____ QUOTED PASSAGE
The following example illustrates the municipalities identifier with a mixed string of names of municipalities, their districts, and a prefecture:
names_municipality <- c("北京市", # Beijing, a municipality
"海淀区", # A district of Beijing
"上海市", # Shanghai, a municipality
"静安区", # A district of Shanghai
"济南市") # A prefecture of Shandong
# When `zhixiashi` is FALSE, only the districts are recognized
regioncode(data_input = names_municipality,
year_from = 2019,
year_to = 2019,
convert_to = "code",
zhixiashi = FALSE)
## [1] NA 110108 NA 310106 370100
# When `zhixiashi` is TRUE, municipalities are recognized
regioncode(data_input = names_municipality,
year_from = 2019,
year_to = 2019,
convert_to = "code",
zhixiashi = TRUE)
## [1] 110000 110108 310000 310106 370100
The Statistical Yearbook of Urban and Rural Construction classifies Chinese cities into different levels, largely based on their populations (国家统计局 2022b). From 1989 to 2014, there were four levels of cities, and the system expanded to a 7-level scale after 2014, as detailed in the following table:
Criterion | Population | Rank |
---|---|---|
Old (1989) | > 1 million | 超大城市 |
500,000 ~ 1 million | 大城市 | |
200,000 ~ 500,000 | 中等城市 | |
< 200,000 | 小城市 | |
New (2014) | > 10 million | 超大城市 |
5 million ~ 10 million | 特大城市 | |
3 million ~ 5 million | I型大城市 | |
1 million ~ 3 million | II型大城市 | |
500,000 ~ 1 million | 中等城市 | |
200,000 ~ 500,000 | I型小城市 | |
< 200,000 | II型小城市 |
The regioncode
function can return the rank of cities
according to their populations for a given year. If the population is
untraceable, the rank will be marked as NA
. Users simply
need to set convert_to = "rank"
to perform the conversion.
For regions in and before 1989, the old ranking system is applied. For
other region-years, the function will return the new ranks. For some
cities, we cannot find their populations from the official sources. The
rank
of them will be NA
.
________
_GOAL 1_
Quote the stretch of the regioncode passage from "## [1] NA 110108" through "zhixiashi = TRUE)".
____ INFORMATION GIVEN
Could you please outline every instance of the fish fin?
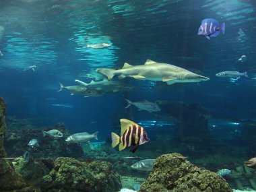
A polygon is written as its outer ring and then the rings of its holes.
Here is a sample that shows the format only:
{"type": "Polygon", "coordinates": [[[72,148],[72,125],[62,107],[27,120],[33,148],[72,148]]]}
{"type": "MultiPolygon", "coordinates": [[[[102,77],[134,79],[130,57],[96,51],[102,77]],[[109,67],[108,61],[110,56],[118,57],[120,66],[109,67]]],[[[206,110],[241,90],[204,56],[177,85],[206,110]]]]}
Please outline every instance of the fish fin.
{"type": "Polygon", "coordinates": [[[133,65],[131,65],[127,63],[125,63],[125,64],[123,64],[122,69],[125,69],[125,68],[128,68],[128,67],[133,67],[133,65]]]}
{"type": "Polygon", "coordinates": [[[120,119],[120,123],[121,135],[123,135],[123,133],[125,133],[125,130],[127,129],[130,125],[135,124],[135,123],[126,119],[120,119]]]}
{"type": "Polygon", "coordinates": [[[134,138],[134,141],[135,143],[139,143],[139,137],[138,135],[136,135],[135,133],[133,133],[132,135],[133,137],[134,138]]]}
{"type": "Polygon", "coordinates": [[[96,131],[94,133],[92,133],[92,135],[94,135],[94,139],[98,140],[98,131],[96,131]]]}
{"type": "Polygon", "coordinates": [[[108,77],[108,81],[111,80],[112,78],[115,76],[115,71],[116,71],[116,69],[104,68],[99,68],[96,69],[96,71],[98,73],[106,75],[108,77]]]}
{"type": "Polygon", "coordinates": [[[88,85],[88,84],[78,79],[75,79],[75,82],[84,86],[87,86],[88,85]]]}
{"type": "Polygon", "coordinates": [[[62,84],[61,84],[61,83],[59,83],[59,84],[60,88],[59,88],[59,90],[57,90],[57,92],[61,92],[62,90],[63,89],[64,86],[63,86],[63,85],[62,84]]]}
{"type": "Polygon", "coordinates": [[[164,82],[169,82],[169,81],[174,81],[177,79],[177,78],[176,78],[176,77],[163,77],[162,81],[164,82]]]}
{"type": "Polygon", "coordinates": [[[125,99],[125,100],[128,102],[128,105],[127,106],[125,106],[125,108],[128,108],[131,106],[131,104],[132,104],[133,102],[127,98],[125,99]]]}
{"type": "Polygon", "coordinates": [[[220,31],[218,30],[215,33],[210,35],[210,36],[218,36],[220,34],[220,31]]]}
{"type": "Polygon", "coordinates": [[[121,151],[121,150],[123,150],[124,149],[125,149],[125,146],[122,143],[120,143],[119,144],[119,151],[121,151]]]}
{"type": "Polygon", "coordinates": [[[156,62],[152,60],[150,60],[150,59],[147,59],[147,61],[146,61],[144,65],[148,65],[148,64],[154,63],[156,63],[156,62]]]}
{"type": "Polygon", "coordinates": [[[111,139],[112,139],[112,148],[114,148],[120,143],[120,137],[115,133],[114,132],[111,133],[111,139]]]}
{"type": "Polygon", "coordinates": [[[220,27],[220,30],[222,34],[225,34],[225,23],[222,24],[220,27]]]}
{"type": "Polygon", "coordinates": [[[118,78],[119,78],[119,79],[123,79],[125,78],[125,77],[126,77],[125,75],[122,74],[122,75],[119,75],[119,76],[118,76],[118,78]]]}
{"type": "Polygon", "coordinates": [[[134,79],[139,79],[139,80],[145,79],[145,77],[141,76],[141,75],[129,75],[129,77],[133,77],[134,79]]]}
{"type": "Polygon", "coordinates": [[[133,146],[132,148],[130,150],[130,152],[134,154],[138,148],[139,148],[139,145],[133,146]]]}
{"type": "Polygon", "coordinates": [[[166,84],[167,85],[170,86],[170,85],[172,85],[173,84],[175,84],[175,81],[168,81],[168,82],[166,82],[166,84]]]}

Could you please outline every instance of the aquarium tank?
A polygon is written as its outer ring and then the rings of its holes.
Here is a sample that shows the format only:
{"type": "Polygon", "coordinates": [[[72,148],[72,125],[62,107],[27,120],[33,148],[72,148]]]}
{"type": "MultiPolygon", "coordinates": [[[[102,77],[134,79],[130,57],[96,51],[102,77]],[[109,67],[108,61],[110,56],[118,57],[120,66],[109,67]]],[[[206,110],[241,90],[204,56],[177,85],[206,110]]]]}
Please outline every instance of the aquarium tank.
{"type": "Polygon", "coordinates": [[[255,0],[0,1],[0,191],[256,191],[255,0]]]}

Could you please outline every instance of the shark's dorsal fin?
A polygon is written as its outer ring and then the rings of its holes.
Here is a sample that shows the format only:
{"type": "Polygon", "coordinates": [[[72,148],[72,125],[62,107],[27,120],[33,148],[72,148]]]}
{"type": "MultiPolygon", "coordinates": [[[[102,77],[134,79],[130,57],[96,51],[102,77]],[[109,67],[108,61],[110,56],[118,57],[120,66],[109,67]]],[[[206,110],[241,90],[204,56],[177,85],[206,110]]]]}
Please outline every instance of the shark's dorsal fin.
{"type": "Polygon", "coordinates": [[[125,69],[125,68],[127,68],[127,67],[133,67],[133,65],[127,63],[125,63],[125,64],[123,64],[123,68],[122,69],[125,69]]]}
{"type": "Polygon", "coordinates": [[[154,63],[156,63],[156,62],[152,60],[150,60],[150,59],[147,59],[147,61],[146,61],[146,63],[144,63],[144,65],[148,65],[148,64],[154,63]]]}
{"type": "Polygon", "coordinates": [[[121,136],[123,135],[123,133],[125,133],[125,130],[127,129],[129,126],[135,124],[134,122],[126,119],[120,119],[120,123],[121,123],[121,136]]]}
{"type": "Polygon", "coordinates": [[[93,84],[94,83],[95,83],[95,82],[94,80],[92,80],[91,82],[89,84],[93,84]]]}

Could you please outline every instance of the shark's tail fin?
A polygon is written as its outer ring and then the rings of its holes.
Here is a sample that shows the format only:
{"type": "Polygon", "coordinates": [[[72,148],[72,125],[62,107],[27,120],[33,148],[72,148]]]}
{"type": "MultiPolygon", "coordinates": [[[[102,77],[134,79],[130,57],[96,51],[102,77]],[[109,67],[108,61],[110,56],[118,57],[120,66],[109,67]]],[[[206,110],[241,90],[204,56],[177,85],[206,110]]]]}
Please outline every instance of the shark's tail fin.
{"type": "Polygon", "coordinates": [[[92,135],[94,135],[94,138],[96,140],[98,140],[98,131],[96,131],[94,133],[92,134],[92,135]]]}
{"type": "Polygon", "coordinates": [[[88,85],[88,84],[78,79],[75,79],[75,82],[84,86],[87,86],[88,85]]]}
{"type": "Polygon", "coordinates": [[[63,85],[62,84],[61,84],[61,83],[59,83],[59,84],[60,88],[59,88],[59,90],[57,92],[61,92],[62,90],[63,89],[64,86],[63,86],[63,85]]]}
{"type": "Polygon", "coordinates": [[[128,108],[131,106],[131,104],[133,103],[131,101],[130,101],[129,99],[125,99],[125,100],[128,102],[128,105],[125,106],[125,108],[128,108]]]}
{"type": "Polygon", "coordinates": [[[108,77],[108,80],[110,81],[112,79],[112,78],[115,76],[115,71],[116,69],[104,69],[104,68],[99,68],[96,69],[96,71],[102,73],[102,75],[106,75],[108,77]]]}

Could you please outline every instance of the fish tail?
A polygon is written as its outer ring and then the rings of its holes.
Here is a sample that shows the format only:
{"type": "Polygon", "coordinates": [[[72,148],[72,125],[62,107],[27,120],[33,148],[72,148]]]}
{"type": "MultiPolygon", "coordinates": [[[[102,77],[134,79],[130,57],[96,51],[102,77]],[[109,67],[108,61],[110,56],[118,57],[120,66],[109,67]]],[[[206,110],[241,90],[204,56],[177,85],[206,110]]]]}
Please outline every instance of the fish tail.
________
_GOAL 2_
In the records, lay out the stretch from the line containing "Could you please outline every instance of the shark's tail" through the line containing "Please outline every instance of the shark's tail fin." as a numbered list, leaving out blank lines.

_REPLY 1_
## [1] NA 110108 NA 310106 370100
# When `zhixiashi` is TRUE, municipalities are recognized
regioncode(data_input = names_municipality,
year_from = 2019,
year_to = 2019,
convert_to = "code",
zhixiashi = TRUE)

_REPLY 2_
1. Could you please outline every instance of the shark's tail fin?
2. A polygon is written as its outer ring and then the rings of its holes.
3. Here is a sample that shows the format only:
4. {"type": "Polygon", "coordinates": [[[72,148],[72,125],[62,107],[27,120],[33,148],[72,148]]]}
5. {"type": "MultiPolygon", "coordinates": [[[[102,77],[134,79],[130,57],[96,51],[102,77]],[[109,67],[108,61],[110,56],[118,57],[120,66],[109,67]]],[[[206,110],[241,90],[204,56],[177,85],[206,110]]]]}
6. Please outline every instance of the shark's tail fin.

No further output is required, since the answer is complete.